## EXERCISE 1
From the start-up funding article, reproduce the span starting at "While we may" and ending at "it’s all you!", substituting "bad news" for "doom and gloom".

## SUPPLIED PASSAGE
* BEGIN *
So you’ve started a business, and it’s starting to gain some traction. Customers are raving, client lists are building and your product is, well, actually working pretty well! These are all good things, and things that you should be very proud of. However, from here, the next step can be a crucial decision for the future of your business.
Often, it comes down to one very basic question: Where would I like the business to go from here?
If your answer is ‘onwards and upwards’, well, this means you’re aiming for growth. And to get ‘growth’, the reality is, you will often need more money. How else would you hire that new super smart (albeit a little kooky) developer to stop those never-ending bugs infiltrating your site!?
In this article we consider the ways in which your company can raise funds to allow growth, and how you can decide which option will suit you, and your business, best.
You need money, but where will it come from?
In general, start-ups can consider two broad options:
- You dig deep into your pockets, you crack that money box, and even sell that fancy car of yours to pull together the required funds yourself, otherwise referred to as ‘Bootstrapping’; OR
- You offer others (whether they are family, friends, wealthy folk or even venture capital funds) a share of your business in return for money (or capital) injected into your business (otherwise referred to as a ‘Capital Raise’).
At Cake, we’ve seen our fair share of start-ups at this fork in the road, and our focus is to make sure they always manage their equity in the most effective way possible.
Bootstrapping – What, why and when?
Bootstrapping means launching or growing a venture using the founder’s own funds, and sustaining it by its own revenues. This means you will be dipping into your savings accounts, selling those golf clubs (that you never use), or even working two jobs to keep the venture going.
While we may make it sound kind of, well, horrible, it’s not all doom and gloom. A key difference between bootstrapping and a capital raise is that you retain all the equity in your company. In other words, you are not giving away any ownership, or shares – it’s all you!
This means that if you do manage to get through those early bootstrapped founder times, and your business booms, you can forget about shareholder meetings, paying dividends to investors and worrying about who is doing what with their shares – the business is your game, and you call the shots.
Why would I bootstrap instead of doing a Capital Raise?
There are a few situations that may indicate bootstrapping will work for you, for example:
- you have enough savings to put money into the business yourself, and you’re not overly concerned of the risk of losing it if things don’t work out as planned
- the cash-flow of the business is strong, and you’re able to invest profits straight back into the company (ahhh, a profit making start-up, the dream)
* END *
## DATA ROWS
* BEGIN *
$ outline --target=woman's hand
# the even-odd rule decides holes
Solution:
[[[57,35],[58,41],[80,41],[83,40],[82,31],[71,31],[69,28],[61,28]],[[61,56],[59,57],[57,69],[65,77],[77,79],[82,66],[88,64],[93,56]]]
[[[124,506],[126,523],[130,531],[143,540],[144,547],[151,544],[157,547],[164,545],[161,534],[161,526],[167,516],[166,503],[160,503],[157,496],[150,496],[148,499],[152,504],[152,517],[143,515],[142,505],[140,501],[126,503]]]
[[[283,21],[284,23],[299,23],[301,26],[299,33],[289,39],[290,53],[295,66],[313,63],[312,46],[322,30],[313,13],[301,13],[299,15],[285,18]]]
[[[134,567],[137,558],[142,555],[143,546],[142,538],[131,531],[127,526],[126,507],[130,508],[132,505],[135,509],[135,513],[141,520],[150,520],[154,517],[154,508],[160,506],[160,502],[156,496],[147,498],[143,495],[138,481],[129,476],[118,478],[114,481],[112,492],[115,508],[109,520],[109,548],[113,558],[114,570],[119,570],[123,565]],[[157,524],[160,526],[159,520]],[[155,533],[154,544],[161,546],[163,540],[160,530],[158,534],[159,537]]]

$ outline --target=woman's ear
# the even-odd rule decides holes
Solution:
* END *
* BEGIN *
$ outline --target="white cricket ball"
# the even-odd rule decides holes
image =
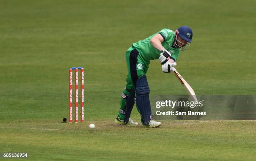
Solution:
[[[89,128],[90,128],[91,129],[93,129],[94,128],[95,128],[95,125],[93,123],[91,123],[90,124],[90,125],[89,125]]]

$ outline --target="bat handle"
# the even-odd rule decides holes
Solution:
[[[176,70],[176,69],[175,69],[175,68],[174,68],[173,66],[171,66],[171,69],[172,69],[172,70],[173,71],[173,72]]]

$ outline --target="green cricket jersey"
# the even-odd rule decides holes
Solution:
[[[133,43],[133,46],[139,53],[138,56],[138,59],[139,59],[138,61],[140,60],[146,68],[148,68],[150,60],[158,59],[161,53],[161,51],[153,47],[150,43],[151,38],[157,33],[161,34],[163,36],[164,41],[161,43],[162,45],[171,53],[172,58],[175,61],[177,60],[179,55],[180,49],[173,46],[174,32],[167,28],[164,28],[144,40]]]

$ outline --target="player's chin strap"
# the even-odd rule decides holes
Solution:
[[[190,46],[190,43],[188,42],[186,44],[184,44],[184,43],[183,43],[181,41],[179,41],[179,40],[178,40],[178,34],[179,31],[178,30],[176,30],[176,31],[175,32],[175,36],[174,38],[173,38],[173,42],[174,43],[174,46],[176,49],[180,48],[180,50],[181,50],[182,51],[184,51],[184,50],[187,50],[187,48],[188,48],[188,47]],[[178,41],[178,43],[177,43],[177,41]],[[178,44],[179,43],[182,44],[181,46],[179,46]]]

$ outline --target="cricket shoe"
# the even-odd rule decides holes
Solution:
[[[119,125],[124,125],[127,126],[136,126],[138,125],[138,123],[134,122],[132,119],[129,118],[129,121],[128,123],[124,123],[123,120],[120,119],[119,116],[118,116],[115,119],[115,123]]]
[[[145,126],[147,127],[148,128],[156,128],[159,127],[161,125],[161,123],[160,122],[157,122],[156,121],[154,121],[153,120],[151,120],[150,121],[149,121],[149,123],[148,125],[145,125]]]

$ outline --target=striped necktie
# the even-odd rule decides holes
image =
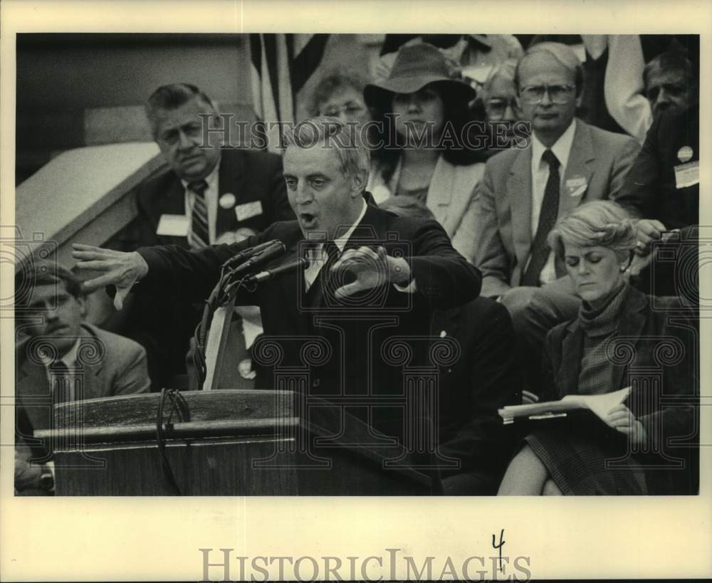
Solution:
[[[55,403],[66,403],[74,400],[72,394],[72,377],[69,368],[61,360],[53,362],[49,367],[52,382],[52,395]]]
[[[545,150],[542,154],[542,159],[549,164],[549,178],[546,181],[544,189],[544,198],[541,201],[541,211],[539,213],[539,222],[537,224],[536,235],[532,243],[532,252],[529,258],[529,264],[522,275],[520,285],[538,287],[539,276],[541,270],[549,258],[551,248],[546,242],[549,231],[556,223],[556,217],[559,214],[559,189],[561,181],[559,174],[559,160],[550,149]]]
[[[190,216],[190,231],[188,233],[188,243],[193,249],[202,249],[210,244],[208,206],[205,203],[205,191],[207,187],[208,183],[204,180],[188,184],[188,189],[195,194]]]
* END *
## EXERCISE 2
How many lines of the records contain the string "cricket"? Case counts, and the reply should be the number alone.

## RESULT 1
While we may make it sound kind of, well, horrible, it’s not all bad news. A key difference between bootstrapping and a capital raise is that you retain all the equity in your company. In other words, you are not giving away any ownership, or shares – it’s all you!

## RESULT 2
3